START The data
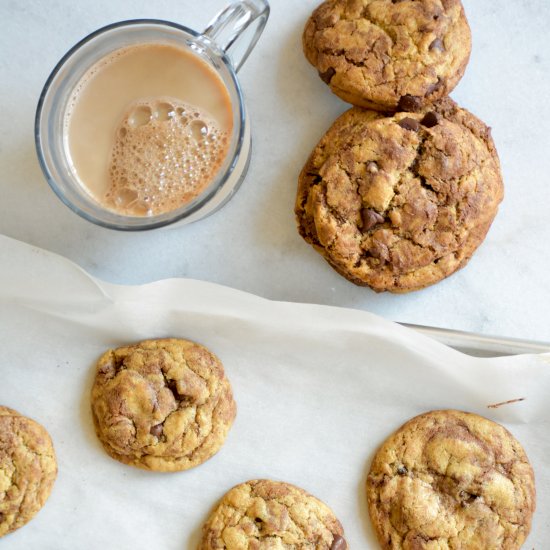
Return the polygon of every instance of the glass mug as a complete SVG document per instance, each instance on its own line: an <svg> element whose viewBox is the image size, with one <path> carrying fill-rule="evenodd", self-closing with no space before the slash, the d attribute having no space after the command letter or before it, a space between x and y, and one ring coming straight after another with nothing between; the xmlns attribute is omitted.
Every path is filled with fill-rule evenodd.
<svg viewBox="0 0 550 550"><path fill-rule="evenodd" d="M136 19L103 27L76 44L48 78L36 112L38 159L57 196L86 220L125 231L191 223L226 204L246 175L251 153L250 123L237 72L256 45L268 17L267 0L243 0L230 4L203 33L169 21ZM67 150L65 117L74 89L92 66L115 50L142 43L183 46L212 67L231 98L233 131L217 176L197 198L163 214L128 216L101 206L79 182Z"/></svg>

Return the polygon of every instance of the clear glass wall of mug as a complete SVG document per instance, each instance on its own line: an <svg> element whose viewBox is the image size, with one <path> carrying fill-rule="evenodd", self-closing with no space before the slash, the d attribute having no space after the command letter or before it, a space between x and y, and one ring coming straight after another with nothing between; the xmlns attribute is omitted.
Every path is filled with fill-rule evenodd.
<svg viewBox="0 0 550 550"><path fill-rule="evenodd" d="M268 17L267 0L244 0L202 33L131 20L74 46L36 113L38 158L53 191L88 221L127 231L221 208L251 153L237 72Z"/></svg>

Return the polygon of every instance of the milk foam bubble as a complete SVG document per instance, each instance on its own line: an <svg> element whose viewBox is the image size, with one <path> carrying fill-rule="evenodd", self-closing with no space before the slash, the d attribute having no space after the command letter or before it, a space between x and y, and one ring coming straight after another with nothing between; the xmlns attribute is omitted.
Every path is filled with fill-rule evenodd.
<svg viewBox="0 0 550 550"><path fill-rule="evenodd" d="M130 216L170 212L215 179L229 136L203 109L174 98L133 103L117 128L105 202Z"/></svg>

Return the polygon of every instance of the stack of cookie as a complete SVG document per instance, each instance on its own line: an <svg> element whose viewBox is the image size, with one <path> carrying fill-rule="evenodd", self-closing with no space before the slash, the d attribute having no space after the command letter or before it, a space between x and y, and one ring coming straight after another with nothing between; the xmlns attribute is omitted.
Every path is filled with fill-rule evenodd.
<svg viewBox="0 0 550 550"><path fill-rule="evenodd" d="M355 107L302 170L302 237L378 292L419 290L466 265L503 182L490 129L447 97L471 51L460 0L327 0L303 45Z"/></svg>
END The data
» What is being asked
If the string "whose" is in a line of the entries, pick that line out.

» Response to this exercise
Return the polygon of every instance of the glass mug as a complete SVG document per instance, each instance on its own line: an <svg> element whose viewBox is the image size, with one <path> carrying fill-rule="evenodd", self-closing with no space before the slash, the d attribute having no space after the command letter or before it, a space between x and y, and one ring coming straight after another with nothing between; the xmlns attribute is omitted.
Return the polygon of every instance of the clear glass wall of mug as a complete SVG document per instance, each instance on its own line: an <svg> element whose viewBox is the image size, with one <path> carrying fill-rule="evenodd", self-closing with no space before the slash, the d attribute having no space after the command letter or before it, a space between x and y, and one ring coming straight after another with nothing between; the xmlns attribute is omitted.
Return the polygon of every instance of the milk foam bubble as a complete SVG document per instance, each instance on its own line: an <svg> element whose viewBox is the image size, with one <path> carrying fill-rule="evenodd", self-closing with no space before the slash, the d attribute having no space after the command letter or before it, a space between x and y, and one ring coming straight after another with nothing between; the xmlns attribute is omitted.
Return the polygon of every instance of the stack of cookie as a complete SVG document per instance, each instance on its own line: an <svg> element whose viewBox is the image size, with one <path> carrying fill-rule="evenodd", self-closing with no space before the slash, the d attribute having no space after the command letter or before it, a space between x and y, and one ring coming straight after another with nothing between; the xmlns attribute is omitted.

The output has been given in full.